MATERIAL SHOWN —

▶

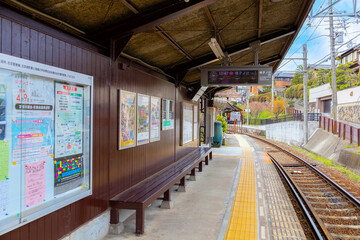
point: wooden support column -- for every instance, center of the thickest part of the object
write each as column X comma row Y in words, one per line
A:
column 166, row 203
column 140, row 220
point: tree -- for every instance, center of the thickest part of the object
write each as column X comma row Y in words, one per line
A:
column 279, row 107
column 256, row 108
column 298, row 76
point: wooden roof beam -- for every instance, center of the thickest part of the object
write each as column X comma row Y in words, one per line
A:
column 260, row 17
column 155, row 16
column 207, row 59
column 213, row 25
column 160, row 31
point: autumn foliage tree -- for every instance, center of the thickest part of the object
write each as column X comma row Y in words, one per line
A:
column 256, row 108
column 279, row 107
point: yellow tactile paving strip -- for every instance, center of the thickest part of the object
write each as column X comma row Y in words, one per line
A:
column 243, row 217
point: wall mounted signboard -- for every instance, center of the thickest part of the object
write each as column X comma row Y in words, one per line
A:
column 167, row 114
column 236, row 75
column 143, row 119
column 127, row 118
column 45, row 139
column 155, row 119
column 187, row 123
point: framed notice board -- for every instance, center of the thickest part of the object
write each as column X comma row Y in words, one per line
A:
column 45, row 139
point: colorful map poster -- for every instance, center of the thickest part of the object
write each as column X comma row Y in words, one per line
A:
column 196, row 122
column 32, row 121
column 35, row 187
column 4, row 160
column 69, row 101
column 143, row 118
column 167, row 114
column 127, row 120
column 67, row 169
column 187, row 123
column 155, row 119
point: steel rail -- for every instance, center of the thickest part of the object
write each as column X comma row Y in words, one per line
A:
column 318, row 232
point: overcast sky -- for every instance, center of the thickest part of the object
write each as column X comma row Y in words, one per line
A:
column 315, row 32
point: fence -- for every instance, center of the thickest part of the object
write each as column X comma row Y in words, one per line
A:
column 347, row 132
column 293, row 117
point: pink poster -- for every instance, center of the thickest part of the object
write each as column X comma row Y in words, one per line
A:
column 34, row 183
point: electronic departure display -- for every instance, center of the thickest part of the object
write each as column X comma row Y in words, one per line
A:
column 236, row 75
column 233, row 77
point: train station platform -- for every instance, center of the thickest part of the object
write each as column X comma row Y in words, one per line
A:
column 238, row 196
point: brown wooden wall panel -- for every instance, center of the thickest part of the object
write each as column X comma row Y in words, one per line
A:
column 21, row 41
column 113, row 171
column 182, row 150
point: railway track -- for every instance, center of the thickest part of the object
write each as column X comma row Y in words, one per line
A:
column 331, row 211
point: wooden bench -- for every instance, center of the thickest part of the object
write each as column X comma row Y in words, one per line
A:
column 144, row 193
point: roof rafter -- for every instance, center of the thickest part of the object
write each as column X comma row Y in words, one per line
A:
column 161, row 32
column 231, row 50
column 153, row 17
column 212, row 22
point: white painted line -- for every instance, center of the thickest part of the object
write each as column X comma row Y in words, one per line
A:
column 263, row 234
column 261, row 211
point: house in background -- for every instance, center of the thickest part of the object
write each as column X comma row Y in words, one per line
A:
column 348, row 109
column 352, row 55
column 283, row 80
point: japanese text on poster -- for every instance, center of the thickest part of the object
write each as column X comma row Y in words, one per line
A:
column 155, row 119
column 34, row 183
column 143, row 107
column 127, row 119
column 68, row 120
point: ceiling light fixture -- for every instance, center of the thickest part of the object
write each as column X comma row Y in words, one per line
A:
column 215, row 47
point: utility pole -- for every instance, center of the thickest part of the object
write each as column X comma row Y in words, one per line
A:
column 248, row 105
column 272, row 92
column 305, row 75
column 333, row 67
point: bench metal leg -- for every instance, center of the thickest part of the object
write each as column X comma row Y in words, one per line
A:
column 116, row 227
column 167, row 203
column 192, row 175
column 114, row 216
column 182, row 185
column 140, row 220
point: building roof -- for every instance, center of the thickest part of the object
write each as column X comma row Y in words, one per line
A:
column 350, row 50
column 284, row 75
column 173, row 35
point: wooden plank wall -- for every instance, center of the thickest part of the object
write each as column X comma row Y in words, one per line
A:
column 113, row 170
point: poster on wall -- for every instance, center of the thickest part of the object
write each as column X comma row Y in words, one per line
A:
column 127, row 120
column 33, row 119
column 196, row 122
column 41, row 122
column 155, row 119
column 69, row 100
column 143, row 119
column 187, row 123
column 167, row 114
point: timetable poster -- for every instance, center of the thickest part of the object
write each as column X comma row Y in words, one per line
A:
column 155, row 119
column 187, row 123
column 67, row 169
column 68, row 120
column 33, row 119
column 143, row 118
column 127, row 119
column 167, row 114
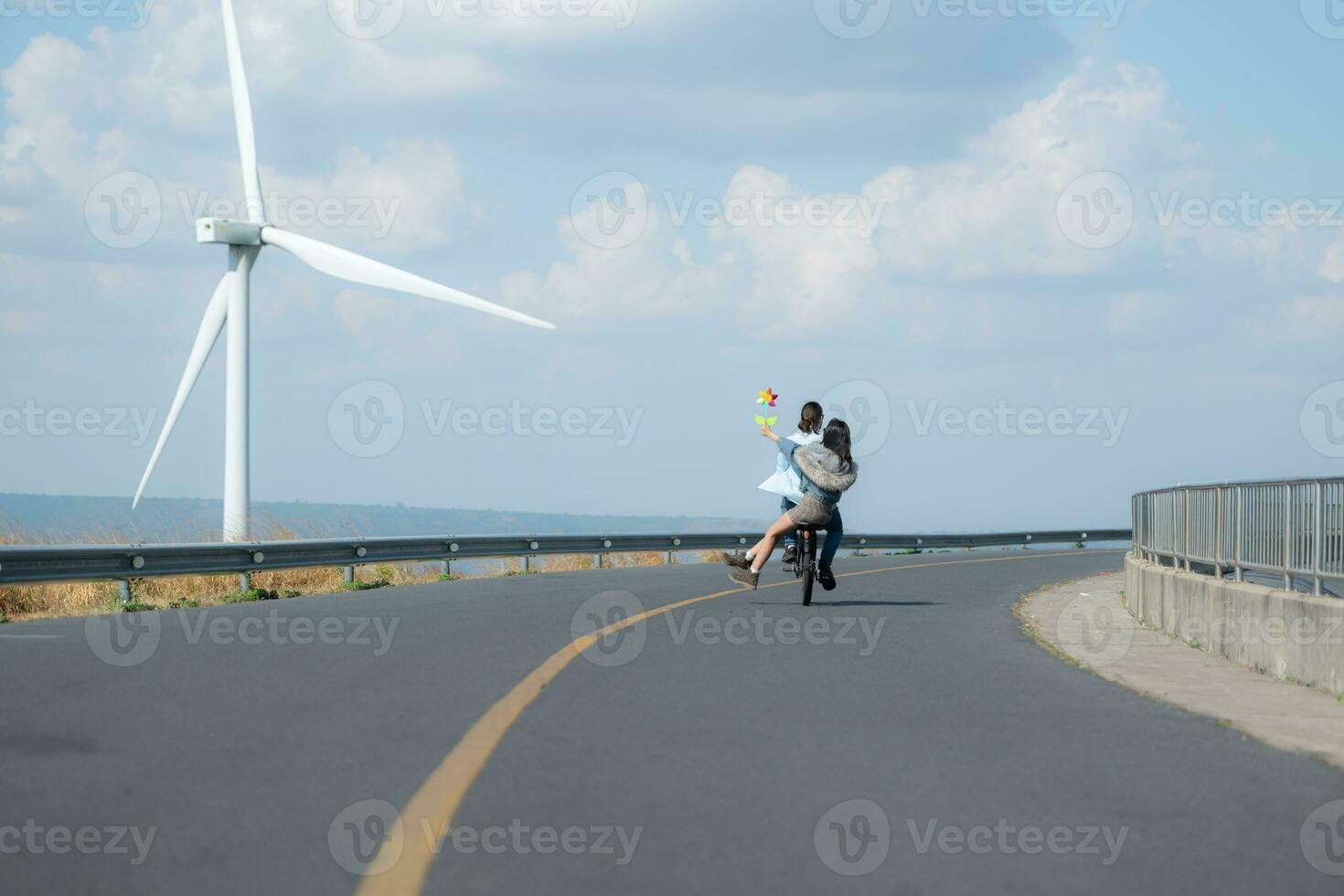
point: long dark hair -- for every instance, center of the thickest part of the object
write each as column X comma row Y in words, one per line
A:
column 811, row 418
column 837, row 440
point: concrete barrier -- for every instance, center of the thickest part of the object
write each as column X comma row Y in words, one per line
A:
column 1295, row 637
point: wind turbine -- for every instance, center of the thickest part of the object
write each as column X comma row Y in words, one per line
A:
column 230, row 303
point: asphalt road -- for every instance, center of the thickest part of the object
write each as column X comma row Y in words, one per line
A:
column 900, row 736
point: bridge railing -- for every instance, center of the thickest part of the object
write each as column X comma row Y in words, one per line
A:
column 1290, row 529
column 125, row 561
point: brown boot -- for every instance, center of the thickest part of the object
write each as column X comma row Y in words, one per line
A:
column 745, row 577
column 735, row 560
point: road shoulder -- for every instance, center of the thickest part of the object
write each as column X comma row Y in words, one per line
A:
column 1086, row 623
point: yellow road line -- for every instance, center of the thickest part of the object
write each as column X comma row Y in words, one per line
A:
column 432, row 809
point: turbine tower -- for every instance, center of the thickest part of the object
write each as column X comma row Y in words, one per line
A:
column 230, row 303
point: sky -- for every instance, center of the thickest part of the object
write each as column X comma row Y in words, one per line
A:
column 1040, row 252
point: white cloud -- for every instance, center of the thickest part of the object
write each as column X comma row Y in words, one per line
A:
column 1332, row 263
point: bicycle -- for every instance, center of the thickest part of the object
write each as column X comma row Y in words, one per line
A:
column 805, row 564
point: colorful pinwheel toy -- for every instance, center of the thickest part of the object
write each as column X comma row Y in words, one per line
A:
column 766, row 400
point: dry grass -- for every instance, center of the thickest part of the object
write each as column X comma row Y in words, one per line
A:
column 85, row 598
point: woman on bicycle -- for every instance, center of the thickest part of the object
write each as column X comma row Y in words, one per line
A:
column 827, row 472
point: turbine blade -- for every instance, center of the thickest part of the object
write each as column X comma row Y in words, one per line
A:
column 242, row 117
column 206, row 337
column 347, row 265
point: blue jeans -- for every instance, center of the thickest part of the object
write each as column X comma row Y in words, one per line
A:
column 835, row 532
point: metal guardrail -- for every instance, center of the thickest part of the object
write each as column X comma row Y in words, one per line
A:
column 123, row 561
column 1290, row 528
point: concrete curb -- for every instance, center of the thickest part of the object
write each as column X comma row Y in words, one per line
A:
column 1293, row 637
column 1087, row 623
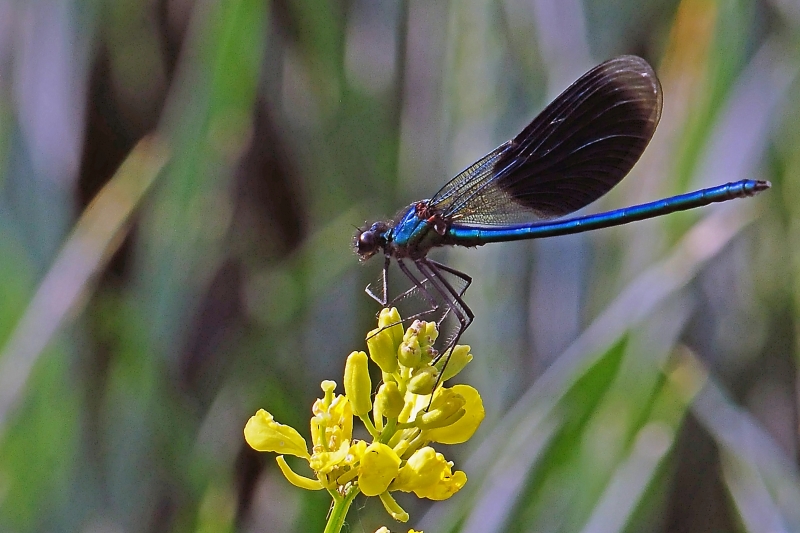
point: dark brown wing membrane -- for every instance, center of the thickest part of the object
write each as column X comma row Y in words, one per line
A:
column 574, row 152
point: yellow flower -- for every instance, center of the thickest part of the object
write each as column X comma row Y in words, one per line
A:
column 402, row 422
column 262, row 433
column 429, row 475
column 379, row 466
column 357, row 385
column 462, row 429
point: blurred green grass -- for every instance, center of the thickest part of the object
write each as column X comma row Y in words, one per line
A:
column 636, row 379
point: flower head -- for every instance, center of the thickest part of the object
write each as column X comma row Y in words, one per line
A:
column 411, row 409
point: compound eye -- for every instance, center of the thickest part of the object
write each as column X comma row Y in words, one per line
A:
column 367, row 242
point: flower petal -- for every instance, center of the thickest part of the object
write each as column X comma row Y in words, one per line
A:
column 263, row 434
column 463, row 429
column 379, row 466
column 296, row 479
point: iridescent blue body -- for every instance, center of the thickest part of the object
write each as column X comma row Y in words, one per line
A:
column 574, row 152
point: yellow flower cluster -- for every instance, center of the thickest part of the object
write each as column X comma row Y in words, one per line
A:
column 406, row 416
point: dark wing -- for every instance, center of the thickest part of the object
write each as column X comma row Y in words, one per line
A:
column 573, row 153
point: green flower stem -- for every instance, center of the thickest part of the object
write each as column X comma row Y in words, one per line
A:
column 341, row 504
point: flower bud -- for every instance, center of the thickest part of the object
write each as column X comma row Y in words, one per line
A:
column 389, row 400
column 391, row 321
column 383, row 349
column 428, row 333
column 423, row 380
column 357, row 385
column 455, row 359
column 410, row 354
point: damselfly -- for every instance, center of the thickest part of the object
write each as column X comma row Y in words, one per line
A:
column 570, row 155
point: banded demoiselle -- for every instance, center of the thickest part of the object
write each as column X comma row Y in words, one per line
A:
column 574, row 152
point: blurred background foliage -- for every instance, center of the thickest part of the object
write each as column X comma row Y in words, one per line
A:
column 179, row 181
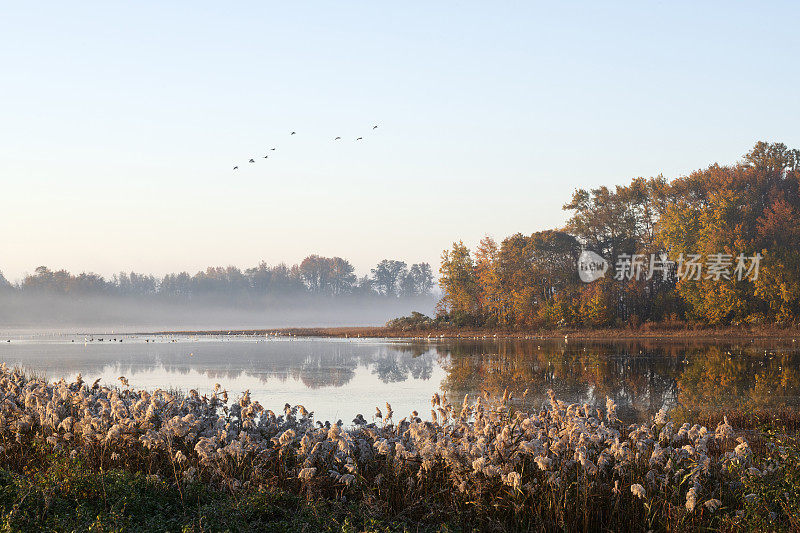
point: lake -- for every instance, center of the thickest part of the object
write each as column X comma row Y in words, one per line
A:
column 338, row 378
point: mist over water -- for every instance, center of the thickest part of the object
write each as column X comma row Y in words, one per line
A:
column 42, row 313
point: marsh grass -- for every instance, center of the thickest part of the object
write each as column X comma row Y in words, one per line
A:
column 81, row 457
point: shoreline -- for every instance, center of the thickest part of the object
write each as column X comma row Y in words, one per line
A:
column 382, row 332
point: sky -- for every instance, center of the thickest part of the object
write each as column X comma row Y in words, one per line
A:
column 120, row 123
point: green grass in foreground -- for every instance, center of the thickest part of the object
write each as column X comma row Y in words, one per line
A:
column 63, row 494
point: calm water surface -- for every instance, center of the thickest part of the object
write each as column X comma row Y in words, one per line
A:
column 337, row 378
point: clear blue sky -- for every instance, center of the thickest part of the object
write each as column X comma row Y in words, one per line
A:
column 120, row 124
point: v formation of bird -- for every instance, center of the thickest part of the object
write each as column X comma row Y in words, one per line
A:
column 252, row 160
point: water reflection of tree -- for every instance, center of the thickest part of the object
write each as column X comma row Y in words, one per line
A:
column 724, row 380
column 392, row 366
column 315, row 363
column 640, row 376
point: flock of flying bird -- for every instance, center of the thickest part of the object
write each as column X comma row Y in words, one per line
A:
column 252, row 160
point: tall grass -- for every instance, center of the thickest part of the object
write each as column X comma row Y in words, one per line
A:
column 479, row 465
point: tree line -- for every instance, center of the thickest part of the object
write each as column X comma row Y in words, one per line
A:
column 720, row 212
column 315, row 275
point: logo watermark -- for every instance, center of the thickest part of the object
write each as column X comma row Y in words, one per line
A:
column 718, row 266
column 591, row 266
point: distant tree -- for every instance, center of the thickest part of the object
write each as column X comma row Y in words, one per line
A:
column 417, row 280
column 343, row 276
column 459, row 284
column 4, row 284
column 316, row 273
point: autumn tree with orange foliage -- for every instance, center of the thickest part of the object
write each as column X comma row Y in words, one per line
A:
column 750, row 207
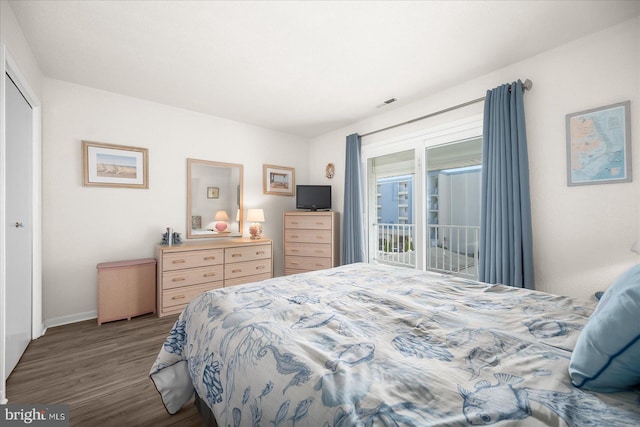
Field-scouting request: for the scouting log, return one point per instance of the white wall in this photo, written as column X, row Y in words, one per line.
column 11, row 35
column 582, row 234
column 84, row 226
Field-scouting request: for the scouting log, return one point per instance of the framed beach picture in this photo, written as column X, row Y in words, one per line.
column 278, row 180
column 213, row 192
column 599, row 145
column 108, row 165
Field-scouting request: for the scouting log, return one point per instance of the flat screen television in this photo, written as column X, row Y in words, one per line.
column 313, row 197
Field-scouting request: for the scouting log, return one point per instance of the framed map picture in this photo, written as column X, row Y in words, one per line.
column 109, row 165
column 599, row 145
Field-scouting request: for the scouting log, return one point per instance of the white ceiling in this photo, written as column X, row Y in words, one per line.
column 300, row 67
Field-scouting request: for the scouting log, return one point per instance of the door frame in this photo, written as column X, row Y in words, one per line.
column 9, row 66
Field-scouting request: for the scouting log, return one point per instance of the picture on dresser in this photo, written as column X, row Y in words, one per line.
column 279, row 180
column 109, row 165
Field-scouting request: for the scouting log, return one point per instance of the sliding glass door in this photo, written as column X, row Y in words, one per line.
column 453, row 207
column 391, row 190
column 423, row 200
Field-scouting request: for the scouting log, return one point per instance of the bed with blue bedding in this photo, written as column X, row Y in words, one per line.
column 367, row 345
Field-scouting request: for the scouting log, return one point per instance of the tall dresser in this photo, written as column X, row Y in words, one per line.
column 311, row 241
column 189, row 269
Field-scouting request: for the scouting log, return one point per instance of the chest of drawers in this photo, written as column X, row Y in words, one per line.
column 187, row 270
column 310, row 241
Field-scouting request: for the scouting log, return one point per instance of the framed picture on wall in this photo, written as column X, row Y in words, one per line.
column 108, row 165
column 278, row 180
column 599, row 145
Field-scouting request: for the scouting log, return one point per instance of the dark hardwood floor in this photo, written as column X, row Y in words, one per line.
column 101, row 372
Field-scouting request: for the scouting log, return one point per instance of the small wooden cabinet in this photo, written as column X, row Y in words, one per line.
column 310, row 241
column 126, row 289
column 187, row 270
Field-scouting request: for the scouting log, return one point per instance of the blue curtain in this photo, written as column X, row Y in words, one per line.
column 506, row 254
column 353, row 218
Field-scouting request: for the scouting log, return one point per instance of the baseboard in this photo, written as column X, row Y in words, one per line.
column 72, row 318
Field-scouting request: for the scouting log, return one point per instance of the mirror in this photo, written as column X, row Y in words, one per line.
column 214, row 199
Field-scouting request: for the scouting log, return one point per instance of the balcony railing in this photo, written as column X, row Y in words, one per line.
column 451, row 249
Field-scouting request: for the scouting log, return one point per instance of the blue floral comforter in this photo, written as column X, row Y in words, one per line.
column 376, row 345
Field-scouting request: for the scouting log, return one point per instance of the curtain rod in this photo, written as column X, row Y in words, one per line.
column 527, row 85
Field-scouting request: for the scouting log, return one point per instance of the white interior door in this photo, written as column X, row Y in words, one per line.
column 19, row 223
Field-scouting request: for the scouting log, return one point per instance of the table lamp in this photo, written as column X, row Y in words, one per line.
column 255, row 216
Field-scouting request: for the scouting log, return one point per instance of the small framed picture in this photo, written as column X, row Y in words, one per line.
column 108, row 165
column 279, row 180
column 213, row 192
column 599, row 145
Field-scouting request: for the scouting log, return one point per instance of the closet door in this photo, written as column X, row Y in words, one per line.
column 19, row 226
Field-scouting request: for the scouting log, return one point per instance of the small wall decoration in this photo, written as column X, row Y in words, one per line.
column 108, row 165
column 279, row 180
column 213, row 192
column 330, row 170
column 599, row 145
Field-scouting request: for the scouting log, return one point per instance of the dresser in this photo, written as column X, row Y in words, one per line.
column 311, row 241
column 185, row 271
column 126, row 289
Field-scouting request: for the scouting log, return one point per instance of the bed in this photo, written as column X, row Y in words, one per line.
column 369, row 345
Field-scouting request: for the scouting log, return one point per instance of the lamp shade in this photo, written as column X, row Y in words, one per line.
column 221, row 216
column 255, row 215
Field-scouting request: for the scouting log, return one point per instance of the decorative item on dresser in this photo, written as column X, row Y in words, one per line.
column 255, row 217
column 187, row 270
column 311, row 241
column 126, row 289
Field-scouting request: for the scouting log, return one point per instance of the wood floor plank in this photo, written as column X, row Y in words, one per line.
column 101, row 372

◀

TASK PROMPT — Copy out the rows above word for word, from the line containing "the blue curtain" through the line containing "column 214, row 199", including both of those lines.

WRITTEN ANSWER —
Field-scouting request: for the scouting log, return one point per instance of the blue curtain in this photo, written as column X, row Y in words, one per line.
column 506, row 254
column 353, row 218
Field-scouting request: for the scouting log, return one point per instance of the baseboard in this photo, written as column X, row Y in words, one per line.
column 72, row 318
Field-scouting request: for the scouting log, return one point per instance of the mirror in this photo, written as column X, row Y in words, one per line.
column 214, row 199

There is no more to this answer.